A verbatim copy of the records is required, with all pictures left out.
* start SUPPLIED ENTRIES *
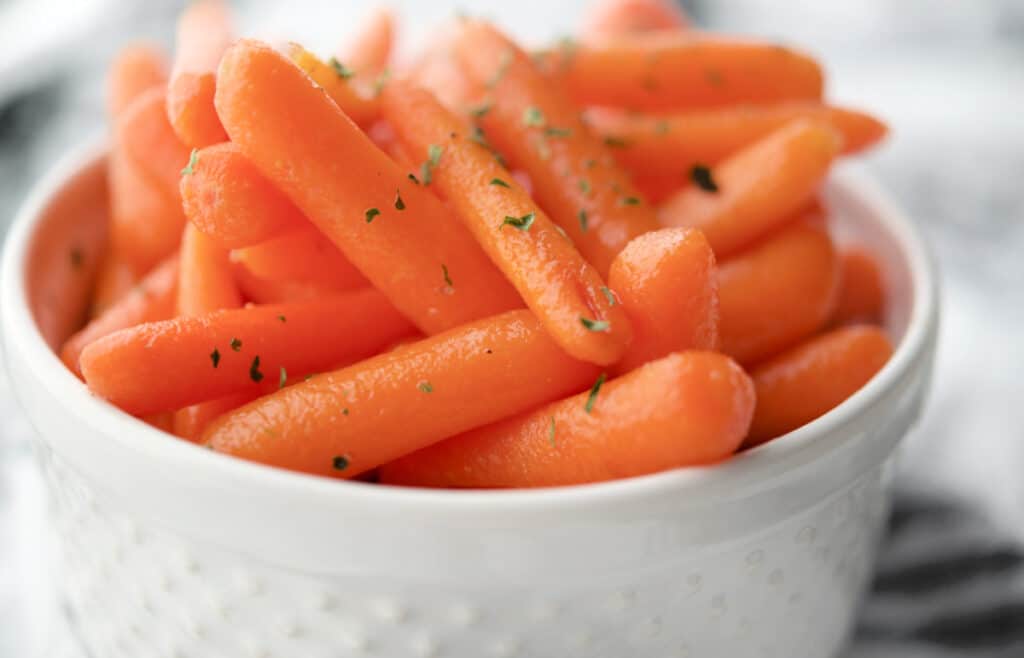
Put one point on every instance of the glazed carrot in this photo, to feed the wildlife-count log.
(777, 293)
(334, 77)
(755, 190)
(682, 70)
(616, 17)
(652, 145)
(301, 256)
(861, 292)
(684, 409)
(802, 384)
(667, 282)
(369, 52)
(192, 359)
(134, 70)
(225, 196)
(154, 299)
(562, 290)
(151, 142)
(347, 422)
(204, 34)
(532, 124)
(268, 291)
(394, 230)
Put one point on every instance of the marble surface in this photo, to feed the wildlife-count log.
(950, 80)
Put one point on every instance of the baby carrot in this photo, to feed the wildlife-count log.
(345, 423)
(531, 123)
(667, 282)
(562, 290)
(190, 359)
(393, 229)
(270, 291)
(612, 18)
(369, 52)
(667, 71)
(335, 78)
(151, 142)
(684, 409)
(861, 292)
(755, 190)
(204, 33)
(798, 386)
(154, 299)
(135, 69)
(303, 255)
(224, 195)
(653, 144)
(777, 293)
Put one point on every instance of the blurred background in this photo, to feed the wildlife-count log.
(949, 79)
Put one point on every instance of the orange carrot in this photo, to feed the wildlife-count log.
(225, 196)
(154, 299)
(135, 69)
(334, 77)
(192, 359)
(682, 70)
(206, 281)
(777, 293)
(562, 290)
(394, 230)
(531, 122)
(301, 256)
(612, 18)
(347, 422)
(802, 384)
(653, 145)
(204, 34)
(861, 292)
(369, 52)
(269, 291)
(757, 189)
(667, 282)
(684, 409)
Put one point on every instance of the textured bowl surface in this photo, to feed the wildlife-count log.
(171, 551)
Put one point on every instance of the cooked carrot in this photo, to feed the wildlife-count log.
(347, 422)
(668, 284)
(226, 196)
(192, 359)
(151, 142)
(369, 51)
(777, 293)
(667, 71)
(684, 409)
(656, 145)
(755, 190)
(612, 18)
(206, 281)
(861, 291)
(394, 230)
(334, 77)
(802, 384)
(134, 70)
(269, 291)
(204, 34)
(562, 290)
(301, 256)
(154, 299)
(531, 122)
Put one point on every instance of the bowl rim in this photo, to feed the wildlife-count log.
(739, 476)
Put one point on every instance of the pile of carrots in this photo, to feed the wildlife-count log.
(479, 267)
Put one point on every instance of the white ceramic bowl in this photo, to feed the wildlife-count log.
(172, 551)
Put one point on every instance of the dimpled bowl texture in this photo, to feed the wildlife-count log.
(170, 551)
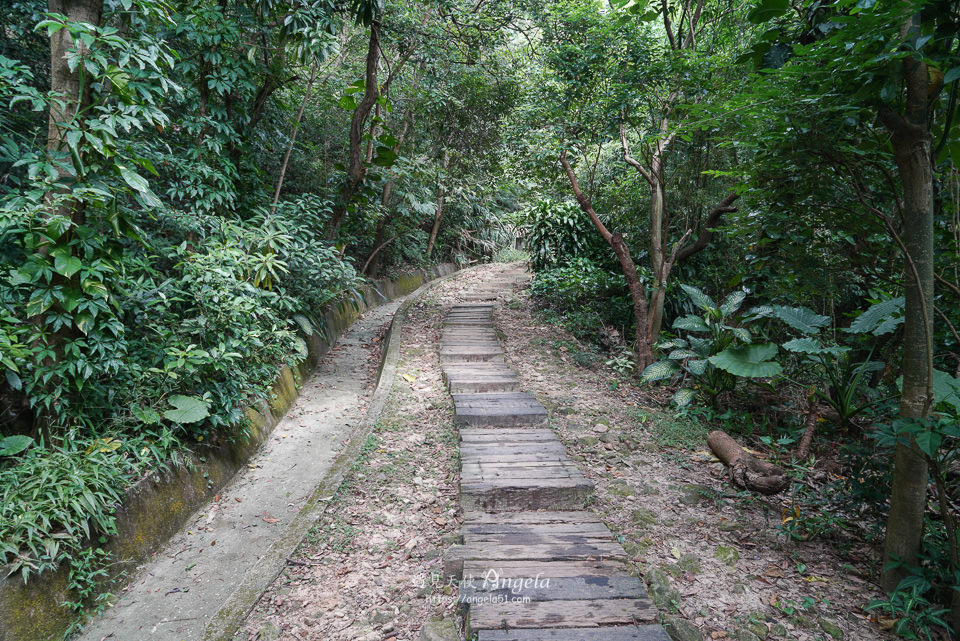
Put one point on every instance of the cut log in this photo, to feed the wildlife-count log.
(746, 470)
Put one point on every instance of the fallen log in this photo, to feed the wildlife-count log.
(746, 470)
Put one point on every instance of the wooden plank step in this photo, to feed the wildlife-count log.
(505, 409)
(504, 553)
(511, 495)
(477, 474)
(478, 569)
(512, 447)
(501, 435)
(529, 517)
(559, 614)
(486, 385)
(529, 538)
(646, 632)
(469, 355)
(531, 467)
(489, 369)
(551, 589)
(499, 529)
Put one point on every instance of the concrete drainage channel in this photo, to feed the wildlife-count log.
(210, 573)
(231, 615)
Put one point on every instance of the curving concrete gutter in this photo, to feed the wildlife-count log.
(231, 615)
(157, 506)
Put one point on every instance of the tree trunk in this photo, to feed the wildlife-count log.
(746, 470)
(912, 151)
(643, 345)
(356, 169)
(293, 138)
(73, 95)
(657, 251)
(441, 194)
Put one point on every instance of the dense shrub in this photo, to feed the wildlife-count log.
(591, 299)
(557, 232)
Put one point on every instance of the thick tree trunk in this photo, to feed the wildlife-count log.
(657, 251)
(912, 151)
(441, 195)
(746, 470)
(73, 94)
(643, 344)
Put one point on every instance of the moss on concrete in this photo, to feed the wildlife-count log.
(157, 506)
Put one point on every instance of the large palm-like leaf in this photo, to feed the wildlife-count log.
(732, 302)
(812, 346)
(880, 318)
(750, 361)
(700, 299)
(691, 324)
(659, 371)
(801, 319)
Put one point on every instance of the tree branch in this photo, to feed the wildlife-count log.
* end SUPPLIED ENTRIES *
--- RESPONSE ---
Put one point on every instance of the glazed carrot in this photo, to feed the wildlife-count log.
(777, 293)
(334, 77)
(755, 190)
(682, 70)
(616, 17)
(652, 145)
(301, 256)
(861, 292)
(684, 409)
(802, 384)
(667, 282)
(369, 52)
(192, 359)
(134, 70)
(225, 196)
(154, 299)
(562, 290)
(151, 142)
(347, 422)
(204, 34)
(532, 124)
(268, 291)
(394, 230)
Put one point on every instance of the marble surface in this photo, to feed the wildlife-count log.
(950, 80)
Put one point on every instance of the baby carrot in this photo, to feed the wildlife-count log.
(345, 423)
(531, 123)
(667, 282)
(562, 290)
(190, 359)
(393, 229)
(270, 291)
(612, 18)
(369, 52)
(667, 71)
(335, 78)
(151, 142)
(684, 409)
(861, 292)
(755, 190)
(204, 33)
(798, 386)
(154, 299)
(135, 69)
(303, 255)
(224, 195)
(653, 144)
(777, 293)
Put one point on every instance of the blurred background in this photo, to feed the wildlife-count log.
(949, 79)
Put one point on every instance of the orange carrot in this photo, to feed the wildlife-count log.
(225, 196)
(154, 299)
(135, 69)
(334, 77)
(192, 359)
(682, 70)
(206, 281)
(777, 293)
(562, 290)
(394, 230)
(531, 122)
(301, 256)
(612, 18)
(347, 422)
(802, 384)
(653, 145)
(204, 34)
(861, 292)
(369, 52)
(269, 291)
(757, 189)
(667, 282)
(684, 409)
Put one point on every instance of the textured bowl surface in this photo, to feed the wildlife-count log.
(171, 551)
Put one point on every instance of the cooked carrot in this photo, to feed the wildlife-count log.
(347, 422)
(668, 284)
(226, 196)
(192, 359)
(151, 142)
(369, 51)
(777, 293)
(667, 71)
(684, 409)
(656, 145)
(755, 190)
(612, 18)
(206, 281)
(861, 291)
(394, 230)
(334, 77)
(802, 384)
(134, 70)
(269, 291)
(204, 34)
(562, 290)
(301, 256)
(154, 299)
(531, 122)
Put one point on every instance of the bowl rim in this photo, to feed the wildlife-count log.
(739, 476)
Put one point on every instance of the pile of carrots in this photo, to feed the wildlife-count log.
(479, 267)
Put one point on every instance of the white ceramic bowl in this photo, to feed the wildlife-count log.
(172, 551)
Put one point on every instance of the dimpled bowl texture in this photo, to feed the wildlife-count log.
(170, 551)
Put one point on every instance of the cut log in this photo, to feed the wildlife-count log.
(746, 470)
Put one point on every instance of the fallen log in this photo, to feed the wildlife-count log.
(746, 470)
Put one point on every instance of the wooden plank step in this photo, to feed the wildlife-count log.
(505, 409)
(504, 553)
(511, 495)
(477, 474)
(478, 569)
(512, 447)
(501, 435)
(529, 517)
(559, 614)
(486, 385)
(529, 538)
(646, 632)
(469, 355)
(531, 467)
(489, 369)
(551, 589)
(499, 529)
Put one point on every instance of the concrete drainage channel in this photo, to feed the wildlife-count log.
(210, 573)
(231, 615)
Put one point on every instance of the curving concrete gutter in this photo, to feed the wildlife-count log.
(231, 615)
(157, 506)
Put one point on every instance of the tree trunk in this photo, to feed the wildlife-count log.
(746, 470)
(912, 151)
(643, 345)
(356, 169)
(293, 138)
(73, 95)
(657, 251)
(441, 194)
Put one point on every instance of the dense shrub in this photo, to feed the wildlife-count log.
(591, 299)
(557, 232)
Put one point on every instance of the thick tree trunk in this photo, to feed the wildlife-count log.
(657, 251)
(912, 151)
(441, 195)
(746, 470)
(73, 94)
(643, 344)
Put one point on every instance of the moss on concrete in this photo, to feed the wildlife-count log.
(157, 506)
Put one point on every instance of the large palm-like leaf in this photo, to feed the wildlife-count log.
(732, 302)
(812, 346)
(880, 318)
(750, 361)
(700, 299)
(691, 324)
(659, 371)
(801, 319)
Put one point on every instance of the tree branch in this photo, to feed the wildlife-count log.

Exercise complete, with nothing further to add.